■ Directions for this task: Reproduce the data in full, exactly as it appears.

■ Data under study:
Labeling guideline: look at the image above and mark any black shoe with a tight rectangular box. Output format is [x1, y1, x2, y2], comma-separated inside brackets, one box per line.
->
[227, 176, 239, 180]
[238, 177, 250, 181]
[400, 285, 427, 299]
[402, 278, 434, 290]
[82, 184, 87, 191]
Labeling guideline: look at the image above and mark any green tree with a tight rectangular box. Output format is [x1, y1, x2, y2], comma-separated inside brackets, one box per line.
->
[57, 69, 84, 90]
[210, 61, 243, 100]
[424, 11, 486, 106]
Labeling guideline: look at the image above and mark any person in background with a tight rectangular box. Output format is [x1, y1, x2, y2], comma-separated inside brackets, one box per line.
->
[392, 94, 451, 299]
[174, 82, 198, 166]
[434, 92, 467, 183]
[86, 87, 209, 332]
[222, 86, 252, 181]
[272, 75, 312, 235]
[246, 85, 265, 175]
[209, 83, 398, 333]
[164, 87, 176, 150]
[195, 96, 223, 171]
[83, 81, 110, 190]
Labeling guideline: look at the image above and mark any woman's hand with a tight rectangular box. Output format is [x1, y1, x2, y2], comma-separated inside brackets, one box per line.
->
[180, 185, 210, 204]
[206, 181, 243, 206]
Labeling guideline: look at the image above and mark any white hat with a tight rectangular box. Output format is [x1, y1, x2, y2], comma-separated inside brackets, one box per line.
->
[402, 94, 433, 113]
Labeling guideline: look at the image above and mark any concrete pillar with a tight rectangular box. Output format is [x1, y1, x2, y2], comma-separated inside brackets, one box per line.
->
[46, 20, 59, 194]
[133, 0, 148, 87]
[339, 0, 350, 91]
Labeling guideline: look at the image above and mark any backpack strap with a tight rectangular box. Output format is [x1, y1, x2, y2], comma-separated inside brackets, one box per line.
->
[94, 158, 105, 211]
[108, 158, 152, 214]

■ Written reply:
Labeling guideline: look at the image above and mark any black shoe with a tight rectangular box. Output format is [x1, y1, x2, y2], comma-separated inside brackets, one box per line.
->
[227, 176, 239, 180]
[238, 177, 250, 181]
[400, 285, 427, 299]
[402, 278, 434, 290]
[82, 184, 87, 191]
Labeling guideline: look at the image above and mark any green tree with a tight rectangular box. Output format is [x1, y1, x2, y2], comma-separated inside brackets, one box per line.
->
[57, 69, 84, 90]
[210, 61, 243, 100]
[424, 11, 486, 106]
Labeling guideline: look at the image above and mark any person in background with a tight rectangular box. Output format is [x1, y1, x2, y2], comma-separated inside brackets, one box per line.
->
[392, 94, 451, 299]
[174, 82, 198, 166]
[434, 92, 467, 183]
[86, 87, 209, 332]
[222, 86, 252, 181]
[272, 75, 312, 235]
[246, 85, 265, 175]
[209, 83, 398, 333]
[164, 87, 176, 150]
[195, 96, 223, 171]
[83, 81, 110, 190]
Labeling guideline: look at the image above and mark any woman's hand with a tight rectangular box. Output format is [x1, y1, x2, y2], comma-separated inside brackets, one box per line.
->
[180, 185, 210, 204]
[206, 181, 243, 206]
Labeling guideline: look at the image above and mark any white hat with a tight rectangular box. Output format is [x1, y1, x2, y2], comma-separated inside brackets, one box per line.
->
[402, 94, 433, 113]
Labeling guideline: look at the image above and mark any concrete pillar with a tight rectangular box. Output format is [x1, y1, x2, y2], comma-separated inside brackets, one box per line.
->
[46, 20, 59, 194]
[133, 0, 148, 87]
[339, 0, 350, 91]
Labeling guideline: look at the image above and mark any backpack strap with a tight rectangular box. Output format is [x1, y1, x2, y2], comma-separated inside brackets, one box per line.
->
[94, 158, 105, 211]
[108, 158, 152, 214]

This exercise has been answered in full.